(begin)
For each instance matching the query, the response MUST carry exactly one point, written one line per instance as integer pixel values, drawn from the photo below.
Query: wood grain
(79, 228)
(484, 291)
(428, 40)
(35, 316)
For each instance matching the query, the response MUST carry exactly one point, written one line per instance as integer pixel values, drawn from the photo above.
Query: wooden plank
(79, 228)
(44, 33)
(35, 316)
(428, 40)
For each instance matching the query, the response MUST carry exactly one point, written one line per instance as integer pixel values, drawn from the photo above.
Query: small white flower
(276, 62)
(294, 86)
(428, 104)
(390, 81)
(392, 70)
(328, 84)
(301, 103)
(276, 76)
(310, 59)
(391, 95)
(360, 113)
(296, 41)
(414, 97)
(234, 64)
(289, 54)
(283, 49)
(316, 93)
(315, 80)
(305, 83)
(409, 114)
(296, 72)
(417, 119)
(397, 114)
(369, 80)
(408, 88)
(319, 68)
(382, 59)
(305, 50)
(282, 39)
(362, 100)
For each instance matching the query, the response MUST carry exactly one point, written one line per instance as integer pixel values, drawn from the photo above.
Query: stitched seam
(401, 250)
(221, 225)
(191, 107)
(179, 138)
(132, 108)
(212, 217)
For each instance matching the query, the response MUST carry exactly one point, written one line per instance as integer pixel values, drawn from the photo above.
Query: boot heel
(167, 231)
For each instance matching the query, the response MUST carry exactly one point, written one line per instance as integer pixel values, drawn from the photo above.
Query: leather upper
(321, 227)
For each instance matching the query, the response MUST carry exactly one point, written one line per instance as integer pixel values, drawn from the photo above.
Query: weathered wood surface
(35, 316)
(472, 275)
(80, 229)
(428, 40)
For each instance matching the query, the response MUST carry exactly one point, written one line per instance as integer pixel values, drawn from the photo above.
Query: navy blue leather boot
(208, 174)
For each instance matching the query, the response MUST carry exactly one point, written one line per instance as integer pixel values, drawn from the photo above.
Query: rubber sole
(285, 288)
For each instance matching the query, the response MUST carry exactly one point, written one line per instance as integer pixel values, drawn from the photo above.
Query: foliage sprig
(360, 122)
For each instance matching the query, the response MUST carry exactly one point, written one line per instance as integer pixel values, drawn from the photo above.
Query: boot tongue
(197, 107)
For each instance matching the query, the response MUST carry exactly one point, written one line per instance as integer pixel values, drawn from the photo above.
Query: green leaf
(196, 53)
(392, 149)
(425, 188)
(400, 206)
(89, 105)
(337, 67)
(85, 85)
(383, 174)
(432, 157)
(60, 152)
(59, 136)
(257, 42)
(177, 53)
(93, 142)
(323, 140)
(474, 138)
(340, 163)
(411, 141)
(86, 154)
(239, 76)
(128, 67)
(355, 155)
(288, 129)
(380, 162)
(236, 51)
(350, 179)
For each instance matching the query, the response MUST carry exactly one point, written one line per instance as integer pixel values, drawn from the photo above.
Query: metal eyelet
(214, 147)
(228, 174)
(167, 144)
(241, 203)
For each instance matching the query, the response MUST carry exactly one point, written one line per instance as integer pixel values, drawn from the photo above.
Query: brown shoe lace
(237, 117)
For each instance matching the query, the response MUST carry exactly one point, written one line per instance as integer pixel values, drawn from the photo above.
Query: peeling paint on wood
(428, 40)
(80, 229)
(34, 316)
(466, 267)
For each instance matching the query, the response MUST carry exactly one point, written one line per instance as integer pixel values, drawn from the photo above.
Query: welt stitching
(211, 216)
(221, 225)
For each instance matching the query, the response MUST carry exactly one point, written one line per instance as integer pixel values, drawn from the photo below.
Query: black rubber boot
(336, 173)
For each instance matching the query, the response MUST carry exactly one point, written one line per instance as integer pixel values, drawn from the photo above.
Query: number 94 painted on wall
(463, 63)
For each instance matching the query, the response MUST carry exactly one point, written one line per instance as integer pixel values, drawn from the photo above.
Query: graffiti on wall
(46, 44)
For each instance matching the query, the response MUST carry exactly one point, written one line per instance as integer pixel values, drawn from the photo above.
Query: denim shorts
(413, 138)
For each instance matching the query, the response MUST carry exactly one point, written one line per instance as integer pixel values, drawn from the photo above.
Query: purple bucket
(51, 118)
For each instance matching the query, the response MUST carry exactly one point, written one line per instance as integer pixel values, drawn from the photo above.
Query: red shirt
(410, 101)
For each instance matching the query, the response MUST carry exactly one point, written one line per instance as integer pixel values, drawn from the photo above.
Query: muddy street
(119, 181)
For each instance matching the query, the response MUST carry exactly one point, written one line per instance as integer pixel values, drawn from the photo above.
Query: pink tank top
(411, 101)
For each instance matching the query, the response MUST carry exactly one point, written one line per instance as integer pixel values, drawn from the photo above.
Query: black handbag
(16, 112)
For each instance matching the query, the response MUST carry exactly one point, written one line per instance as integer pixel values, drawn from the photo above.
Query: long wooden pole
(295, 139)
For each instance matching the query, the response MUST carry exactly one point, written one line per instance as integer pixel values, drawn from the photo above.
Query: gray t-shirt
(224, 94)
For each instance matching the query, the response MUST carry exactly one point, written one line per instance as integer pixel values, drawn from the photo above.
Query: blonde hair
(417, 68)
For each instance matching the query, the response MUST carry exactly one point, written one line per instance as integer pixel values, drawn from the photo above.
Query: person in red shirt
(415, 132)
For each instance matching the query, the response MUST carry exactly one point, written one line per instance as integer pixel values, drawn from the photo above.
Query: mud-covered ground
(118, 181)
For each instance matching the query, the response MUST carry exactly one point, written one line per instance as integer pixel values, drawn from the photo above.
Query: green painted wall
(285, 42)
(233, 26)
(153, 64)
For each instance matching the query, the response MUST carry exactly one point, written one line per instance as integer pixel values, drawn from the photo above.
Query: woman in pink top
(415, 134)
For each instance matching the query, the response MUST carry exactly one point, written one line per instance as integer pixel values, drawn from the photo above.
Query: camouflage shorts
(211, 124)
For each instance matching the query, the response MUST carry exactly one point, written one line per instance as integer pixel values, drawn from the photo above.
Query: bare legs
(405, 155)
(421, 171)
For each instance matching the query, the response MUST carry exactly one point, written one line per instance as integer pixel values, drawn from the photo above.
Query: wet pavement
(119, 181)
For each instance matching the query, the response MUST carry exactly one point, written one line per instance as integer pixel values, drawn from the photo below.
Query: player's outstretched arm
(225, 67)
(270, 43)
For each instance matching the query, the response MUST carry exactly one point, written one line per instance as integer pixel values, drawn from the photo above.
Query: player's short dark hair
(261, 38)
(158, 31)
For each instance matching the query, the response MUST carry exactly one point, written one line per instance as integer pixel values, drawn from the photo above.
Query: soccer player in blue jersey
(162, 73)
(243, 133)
(end)
## [Work to complete]
Each line of the listing above should be output exactly.

## [Answer for the task]
For each instance matching the query, the response MUST carry exactly one point, written one line per instance as integer pixel values, drawn from the photo below.
Query: wood grain
(79, 228)
(484, 291)
(428, 40)
(35, 316)
For each instance matching the query, the response MUST carry exactly one point, written one line per instance as integer pixel values, drawn from the photo above.
Query: wooden plank
(79, 228)
(44, 33)
(35, 316)
(428, 40)
For each instance matching the query, the response MUST carry exactly one point, written one line per instance as integer pixel values, drawn from the photo above.
Query: small white flower
(276, 62)
(294, 86)
(428, 104)
(390, 81)
(392, 70)
(328, 84)
(301, 103)
(276, 76)
(310, 59)
(391, 95)
(360, 113)
(296, 41)
(414, 97)
(234, 64)
(289, 54)
(283, 49)
(316, 93)
(315, 80)
(305, 83)
(409, 114)
(296, 72)
(417, 119)
(397, 114)
(369, 80)
(408, 88)
(319, 68)
(382, 59)
(305, 50)
(282, 39)
(362, 100)
For each instance matching the query, the response MUST carry exactly one point, written one line per instance as integer pixel values, drawn from the photo above.
Query: stitched seam
(401, 250)
(221, 225)
(191, 107)
(179, 138)
(132, 108)
(212, 217)
For each instance matching the query, the response MUST carry exactly one point, written one line per instance as integer pixel values, drawn from the photo above.
Query: boot heel
(167, 231)
For each instance matching the query, the response MUST carry exactly one point, written one line per instance as integer pixel values, drawn from the photo above.
Query: leather upper
(321, 227)
For each instance matching the query, the response MUST carry exactly one point, written one line per instance as integer pixel values, drawn from the photo above.
Query: weathered wood surface
(35, 316)
(472, 275)
(80, 229)
(428, 40)
For each instance matching the query, the response MUST carry exactly one point, written one line per instance as integer pixel values, drawn from the photo above.
Query: navy blue leather boot
(208, 174)
For each instance matching the query, the response MUST carry exactly one point, written one line per instance as integer pixel values, drawn from the photo above.
Query: rubber sole
(285, 288)
For each instance matching the query, the response MUST carry exactly one point, written one line per instance as integer pixel values, drawn from the photo above.
Query: foliage sprig
(360, 122)
For each instance matching the query, the response MUST carry exactly one point, written one line per instance as integer pixel values, drawn from the photo above.
Query: boot tongue
(197, 107)
For each instance matching the query, the response MUST carry exactly one point, written one line per instance as integer pixel values, drawn from the photo above.
Query: green leaf
(196, 53)
(392, 149)
(425, 188)
(400, 206)
(89, 105)
(337, 67)
(85, 85)
(383, 174)
(432, 157)
(60, 152)
(59, 136)
(257, 42)
(177, 53)
(93, 142)
(323, 140)
(474, 138)
(340, 163)
(411, 141)
(86, 154)
(239, 76)
(128, 67)
(355, 155)
(288, 129)
(380, 162)
(236, 51)
(350, 179)
For each instance matching the query, the response MUST carry exactly one point, written one line per instance as integer pixel values, drawn from the photo above.
Query: metal eyelet
(214, 147)
(228, 174)
(167, 144)
(241, 203)
For each instance matching the query, the response MUST carry exactly one point, written one line per instance as integer pixel values, drawn from the photo above.
Query: brown shoe lace
(237, 117)
For each instance matching the query, the response MUST carry exactly one point, written one line per instance as integer pixel values, drawn from the photo above.
Query: peeling paint on wood
(428, 40)
(80, 229)
(34, 316)
(466, 267)
For each instance matching the query, the response MUST carry exactly one point, written one line per instance as integer pixel values, drawn from the photo above.
Query: welt stitching
(211, 216)
(221, 225)
For each instance matching the query, the response MUST carry exactly one point, written one line per instance as integer pixel values, drawn from the photo below.
Query: black rubber boot
(336, 173)
For each instance matching the query, the response MUST carry exactly one point, written one line per instance as integer pixel values, drawn from the photo above.
Query: number 94 painted on wall
(463, 63)
For each instance matching the query, the response MUST carry exactly one point, written one line per instance as integer pixel values, drawn from the photo above.
Query: graffiti on wall
(46, 44)
For each instance matching the query, the response MUST carry exactly one point, written one line per instance as integer pixel values, drawn from the photo above.
Query: denim shorts
(413, 138)
For each instance matching the query, the response MUST carry exactly one point, written one line per instance as integer pixel values, drawn from the photo above.
Query: purple bucket
(51, 118)
For each instance matching the query, the response MUST carry exactly one point, written one line per instance as integer pixel values, drawn from the photo above.
Query: red shirt
(410, 101)
For each instance matching the query, the response MUST carry exactly one point, written one line per instance as integer pixel values, drawn from the photo above.
Query: muddy street
(119, 181)
For each instance matching the query, the response MUST carry exactly one point, written one line per instance as integer pixel values, drawn from the photo above.
Query: pink tank top
(411, 101)
For each instance matching the query, the response MUST carry exactly one point, written one line per instance as integer pixel values, drawn from the photo above.
Query: black handbag
(16, 112)
For each instance matching the query, the response MUST carry exactly one point, written one line per instance as integer pixel values, drawn from the photo above.
Query: long wooden pole
(295, 139)
For each instance matching the query, the response MUST carry exactly one point, written one line per instance as integer pixel values, drawn from the photo above.
Query: gray t-shirt
(224, 94)
For each instance matching the query, the response MUST carry exactly one point, written one line per instance as integer pixel values, drawn from the photo above.
Query: blonde hair
(417, 68)
For each instance matching the query, the response MUST carry exactly one point, written one line per instance as integer pixel values, drawn from the photo above.
Query: person in red shirt
(415, 132)
For each instance matching the query, the response MUST carry exactly one point, written one line per instance as integer pixel values, drawn from the photo above.
Query: mud-covered ground
(118, 181)
For each instance matching the query, the response MUST carry exactly one point, written one line per instance as integer pixel values, drawn from the photo above.
Query: green painted wall
(285, 42)
(233, 26)
(153, 64)
For each instance matching the query, the response MUST carry exactly one point, written one line per instance as integer pixel values, drawn from the photo above.
Query: woman in pink top
(415, 134)
For each instance matching the query, the response MUST carry exactly one point, written one line per instance as integer pixel values, drawn from the photo above.
Query: camouflage shorts
(211, 124)
For each instance matching the query, the response MUST carry exactly one point, written one line per instance as integer pixel values, drawn from the photo above.
Query: bare legs
(405, 155)
(421, 171)
For each instance matching the query, the response MUST carry exactly one point, written one line per instance as integer pixel values, drawn from the photo above.
Query: wet pavement
(119, 181)
For each instance matching the query, the response MUST carry exactly one point, written one line per instance as integer pixel values, drawn from the photo below.
Query: player's outstretched arm
(225, 67)
(270, 43)
For each instance matching the query, the response MUST carry exactly one point, written one line per instance as integer pixel values, drawn from the photo above.
Query: player's short dark hair
(261, 38)
(158, 31)
For each instance matching the query, the response MUST carry exactly one point, written one line per instance as integer pixel values, drawn from the photo above.
Query: soccer player in blue jersey
(162, 73)
(243, 133)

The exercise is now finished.